**Entries shown:**

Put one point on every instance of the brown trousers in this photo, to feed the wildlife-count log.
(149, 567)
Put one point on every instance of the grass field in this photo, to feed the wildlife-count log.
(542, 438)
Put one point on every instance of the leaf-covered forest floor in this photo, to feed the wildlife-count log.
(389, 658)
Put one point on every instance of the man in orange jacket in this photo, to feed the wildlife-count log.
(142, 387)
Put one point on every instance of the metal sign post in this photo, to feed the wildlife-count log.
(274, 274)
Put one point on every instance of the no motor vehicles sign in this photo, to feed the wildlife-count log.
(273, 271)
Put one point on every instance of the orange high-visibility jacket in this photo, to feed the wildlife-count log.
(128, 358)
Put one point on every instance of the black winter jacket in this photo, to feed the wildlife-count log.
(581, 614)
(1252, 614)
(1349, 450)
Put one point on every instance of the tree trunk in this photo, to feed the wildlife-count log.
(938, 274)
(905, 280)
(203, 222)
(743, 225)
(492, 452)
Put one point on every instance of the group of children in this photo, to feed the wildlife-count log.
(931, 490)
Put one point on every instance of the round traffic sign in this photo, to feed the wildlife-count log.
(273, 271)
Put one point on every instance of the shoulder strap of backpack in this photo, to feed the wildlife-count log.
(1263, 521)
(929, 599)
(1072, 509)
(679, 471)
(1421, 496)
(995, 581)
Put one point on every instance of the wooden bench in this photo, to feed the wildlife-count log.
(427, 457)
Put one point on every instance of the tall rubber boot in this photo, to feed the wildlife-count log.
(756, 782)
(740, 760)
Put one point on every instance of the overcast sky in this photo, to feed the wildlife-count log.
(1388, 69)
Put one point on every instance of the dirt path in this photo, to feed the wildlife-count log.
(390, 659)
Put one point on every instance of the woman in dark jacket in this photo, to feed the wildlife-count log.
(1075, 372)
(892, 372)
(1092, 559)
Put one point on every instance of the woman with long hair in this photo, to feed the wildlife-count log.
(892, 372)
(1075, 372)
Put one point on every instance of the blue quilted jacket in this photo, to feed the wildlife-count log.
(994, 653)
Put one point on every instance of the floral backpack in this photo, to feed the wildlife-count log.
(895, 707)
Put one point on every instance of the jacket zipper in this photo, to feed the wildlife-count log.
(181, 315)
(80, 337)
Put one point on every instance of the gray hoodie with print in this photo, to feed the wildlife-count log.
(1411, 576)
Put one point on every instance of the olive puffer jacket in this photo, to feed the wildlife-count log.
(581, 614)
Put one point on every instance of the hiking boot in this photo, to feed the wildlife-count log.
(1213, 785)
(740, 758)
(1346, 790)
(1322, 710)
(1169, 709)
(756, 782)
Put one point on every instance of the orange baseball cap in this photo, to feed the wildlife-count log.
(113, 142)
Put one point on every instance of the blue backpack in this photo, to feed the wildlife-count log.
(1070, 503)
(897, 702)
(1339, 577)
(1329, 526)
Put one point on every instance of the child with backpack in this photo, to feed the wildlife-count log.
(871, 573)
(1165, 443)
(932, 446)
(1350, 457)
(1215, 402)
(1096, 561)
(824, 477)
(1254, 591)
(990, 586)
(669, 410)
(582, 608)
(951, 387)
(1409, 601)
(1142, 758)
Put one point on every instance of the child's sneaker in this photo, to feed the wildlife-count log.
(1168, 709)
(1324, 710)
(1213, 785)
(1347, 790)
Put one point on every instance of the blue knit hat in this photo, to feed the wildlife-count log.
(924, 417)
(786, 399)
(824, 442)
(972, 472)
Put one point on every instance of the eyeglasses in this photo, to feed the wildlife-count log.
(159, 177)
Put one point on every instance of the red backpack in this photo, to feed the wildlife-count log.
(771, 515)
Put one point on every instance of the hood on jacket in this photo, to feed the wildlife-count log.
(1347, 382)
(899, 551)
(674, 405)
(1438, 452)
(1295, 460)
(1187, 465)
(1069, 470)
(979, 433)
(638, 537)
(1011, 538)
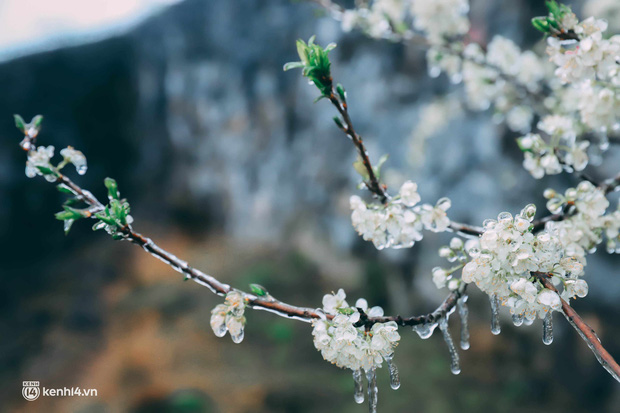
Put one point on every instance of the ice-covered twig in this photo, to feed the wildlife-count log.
(585, 331)
(266, 302)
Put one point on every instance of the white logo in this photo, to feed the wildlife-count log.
(31, 390)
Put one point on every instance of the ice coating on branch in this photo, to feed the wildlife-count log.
(454, 355)
(425, 330)
(508, 253)
(371, 377)
(464, 315)
(394, 376)
(399, 222)
(75, 157)
(229, 316)
(602, 362)
(548, 328)
(496, 328)
(358, 379)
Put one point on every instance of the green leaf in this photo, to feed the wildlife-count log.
(360, 169)
(63, 215)
(341, 92)
(382, 160)
(541, 24)
(65, 189)
(19, 123)
(259, 290)
(112, 188)
(68, 225)
(105, 219)
(45, 170)
(293, 65)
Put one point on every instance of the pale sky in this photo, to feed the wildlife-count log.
(31, 25)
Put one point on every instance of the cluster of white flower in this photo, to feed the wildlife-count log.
(351, 347)
(589, 58)
(75, 157)
(398, 223)
(508, 252)
(584, 229)
(440, 19)
(542, 158)
(591, 65)
(40, 158)
(485, 77)
(376, 19)
(229, 316)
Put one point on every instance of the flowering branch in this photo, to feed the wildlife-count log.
(260, 301)
(585, 331)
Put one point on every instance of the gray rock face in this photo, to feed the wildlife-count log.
(193, 116)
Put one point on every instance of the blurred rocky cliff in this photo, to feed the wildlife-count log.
(228, 162)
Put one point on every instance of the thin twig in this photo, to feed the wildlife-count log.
(267, 303)
(584, 330)
(373, 183)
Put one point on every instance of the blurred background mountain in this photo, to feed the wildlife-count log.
(228, 164)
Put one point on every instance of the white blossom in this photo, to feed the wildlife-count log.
(399, 223)
(75, 157)
(229, 316)
(40, 158)
(507, 255)
(347, 346)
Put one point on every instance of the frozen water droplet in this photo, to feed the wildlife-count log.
(489, 223)
(548, 328)
(394, 376)
(238, 338)
(371, 376)
(464, 314)
(425, 330)
(67, 224)
(495, 326)
(517, 319)
(454, 355)
(221, 330)
(358, 376)
(434, 71)
(504, 217)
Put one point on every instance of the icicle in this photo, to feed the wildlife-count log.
(594, 350)
(464, 313)
(358, 396)
(394, 377)
(495, 327)
(371, 376)
(548, 328)
(517, 319)
(425, 330)
(237, 338)
(454, 355)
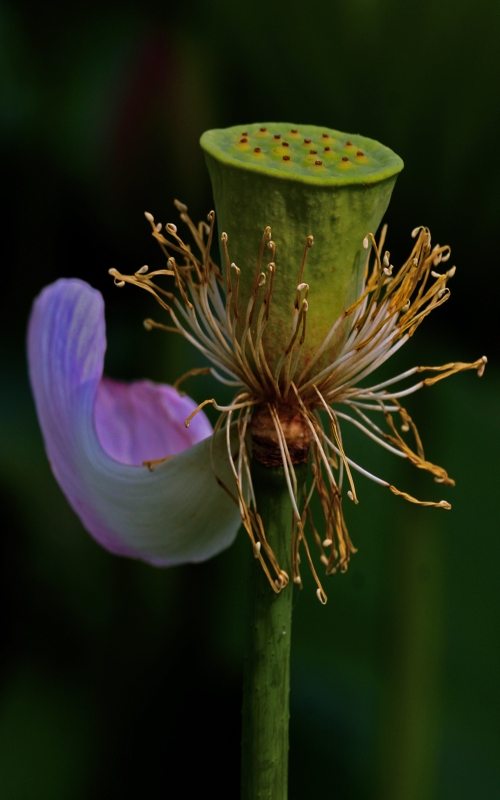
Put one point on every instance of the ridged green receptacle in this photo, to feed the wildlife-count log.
(300, 180)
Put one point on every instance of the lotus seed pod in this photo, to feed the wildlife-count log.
(301, 181)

**Directive:** Reproduce every one of the records above word for word, leaving out the pictures.

**Result of the task:**
Put one point on every instance of the brown trousers in this photo, to feed the wildlife-count log.
(149, 567)
Put one point on every instance of the grass field in this photo, to feed the wildlife-count log.
(542, 438)
Put one point on every instance of the leaf-covered forest floor in this photo, to feed the wildlife-count log.
(389, 658)
Put one point on every instance of the man in orange jacket in this photo, to feed the wildlife-count log.
(142, 387)
Put one point on every instance of the metal sign post in this photo, to feed the wildlife-count log.
(274, 274)
Put one point on every instance of the no motor vehicles sign in this photo, to feed the wildlife-count log.
(273, 271)
Put one point on every instance of the orange high-visibility jacket in this photo, to feed the wildlife-count log.
(128, 358)
Put one point on every instance of the black winter jacket in this photo, to feed the wildlife-count log.
(581, 614)
(1252, 614)
(1349, 450)
Put one point on every instance of the tree trunk in this photo, to feed the wildlife-count log.
(938, 274)
(905, 280)
(203, 222)
(743, 225)
(492, 452)
Put one point on every instance of the group of children in this photo, to feed the wildlife-count log.
(931, 490)
Put one point on every instance of the round traffic sign in this photo, to feed the wildlife-count log.
(273, 271)
Put one point on every instance of the shoulder strap of backpack in this photo, to feed the wildlife-count log.
(1263, 521)
(929, 599)
(1072, 509)
(679, 471)
(1421, 496)
(995, 581)
Put one point on every instance of the wooden bench in this photo, to feed the wildlife-count log.
(427, 457)
Put one point on every instance of the tall rubber boot in this photo, to feed the wildlife-count log.
(756, 782)
(740, 760)
Put one point on every instance of the overcast sky in this photo, to feed the wildlife-count log.
(1388, 69)
Put one point on every instance of the dirt path in this photo, to feed the wildlife-count log.
(390, 659)
Put one point on every instance of the woman in dark jacket in this photo, to feed the wildlife-count log.
(1075, 372)
(892, 372)
(1092, 559)
Put one point on every instance of the woman with long hair in this photo, to feed the wildlife-count log.
(892, 372)
(1075, 372)
Put one point on every instance of the blue quilted jacket in this photo, to feed the wildlife-count log.
(994, 653)
Put one point on every instance of the floral backpack in this photo, to feed the wildlife-count log.
(895, 707)
Put one point on every instance of the jacket zipper in this photo, to feed the wildlife-count log.
(181, 315)
(80, 337)
Put one point on every instance of the gray hoodie with print in this photo, to feed the wildlife-count log.
(1411, 576)
Put one point on every instance of the olive puffer jacket in this photo, to feed the wildlife-count log.
(581, 614)
Put one point on every instance of the hiking boot in this photo, to feed the wildlife-count log.
(1213, 785)
(740, 758)
(1346, 790)
(1322, 710)
(1169, 709)
(756, 782)
Put one point on every instance of the orange baseball cap in this photo, to feed the wildlife-count log.
(113, 142)
Put one point on every instance of the blue backpack in this photo, to feed the wildlife-count log.
(1070, 503)
(897, 702)
(1339, 577)
(1329, 526)
Put one point on every instance of the child with backpack in this photo, to feed the wildlife-count log.
(871, 573)
(1165, 443)
(932, 446)
(1350, 457)
(1215, 402)
(1096, 561)
(824, 477)
(1254, 591)
(990, 586)
(669, 410)
(582, 608)
(951, 387)
(1409, 601)
(1142, 758)
Put one point on every instance of the child's sneaker in this photo, to feed the wildlife-count log.
(1168, 709)
(1324, 710)
(1213, 785)
(1347, 790)
Put one point on every instance of the blue knit hat in this photo, to feed the wildlife-count log.
(924, 417)
(786, 399)
(824, 442)
(972, 472)
Put one point on every instance of the eyeglasses in this photo, to feed the wildlife-count log.
(159, 177)
Put one point on every instance of the red backpack in this photo, to feed the wildlife-count log.
(771, 515)
Put one point on every instance of the hood on jacket in this photo, to feed the wildlife-count log.
(1347, 382)
(899, 551)
(674, 405)
(1438, 452)
(1295, 460)
(1187, 465)
(1069, 470)
(979, 433)
(638, 537)
(1011, 538)
Put one point on every instance of the ice-covered twig in this photo, to feed the wildlife-count log.
(585, 331)
(266, 302)
Put one point on every instance of the white logo in this photo, to feed the wildlife-count log.
(31, 390)
Put one point on every instance of the ice coating on branch in this photo, to feed the wildlife-count log.
(454, 355)
(425, 330)
(508, 253)
(371, 377)
(464, 315)
(394, 376)
(399, 222)
(75, 157)
(229, 316)
(602, 362)
(548, 328)
(496, 328)
(358, 379)
Put one point on every instance of the green leaf in this photo, to feed the wildlife-count log.
(360, 169)
(63, 215)
(341, 92)
(382, 160)
(541, 24)
(65, 189)
(19, 123)
(259, 290)
(112, 188)
(68, 225)
(105, 219)
(45, 170)
(293, 65)
Put one point on every instance of the pale sky in this photo, to feed the wildlife-count log.
(31, 25)
Put one point on every instance of the cluster of white flower in this photo, to feed the wildlife-count log.
(351, 347)
(589, 58)
(75, 157)
(398, 223)
(508, 252)
(584, 229)
(440, 19)
(542, 158)
(591, 65)
(40, 158)
(485, 77)
(376, 19)
(229, 316)
Put one point on every instance of the flowering branch in this photo, to feed the wildlife-count log.
(260, 301)
(585, 331)
Put one point on every instance of the gray rock face in this photo, to feed the wildlife-count log.
(193, 116)
Put one point on every instance of the blurred rocky cliff in this photo, to feed the wildlife-count log.
(228, 162)
Put one point on every instance of the thin twig in this photo, to feed the wildlife-count log.
(267, 303)
(584, 330)
(373, 183)
Put one point on every instance of the blurred background mountain in this photo, to feed the wildlife-count log.
(228, 164)
Put one point on every instance of the white blossom in this photo, to feed the wildlife-count log.
(399, 223)
(75, 157)
(229, 316)
(40, 158)
(507, 255)
(347, 346)
Put one point on every instance of the frozen water droplet in this photo, to feed the wildlife-count log.
(489, 223)
(548, 328)
(394, 376)
(238, 338)
(371, 376)
(464, 314)
(425, 330)
(67, 224)
(495, 326)
(517, 319)
(454, 355)
(221, 330)
(358, 376)
(434, 71)
(504, 217)
Put one point on every instance of the icicle in this photo, to feed the wildlife-count log.
(594, 350)
(464, 313)
(358, 396)
(394, 377)
(495, 327)
(371, 376)
(548, 328)
(517, 319)
(425, 330)
(237, 338)
(454, 355)
Put one point on every instance of the ridged green receptacle in this photo, to feed the wildlife-count log.
(300, 180)
Put one point on every instance of the lotus seed pod in this photo, to feed the wildlife-count log.
(301, 181)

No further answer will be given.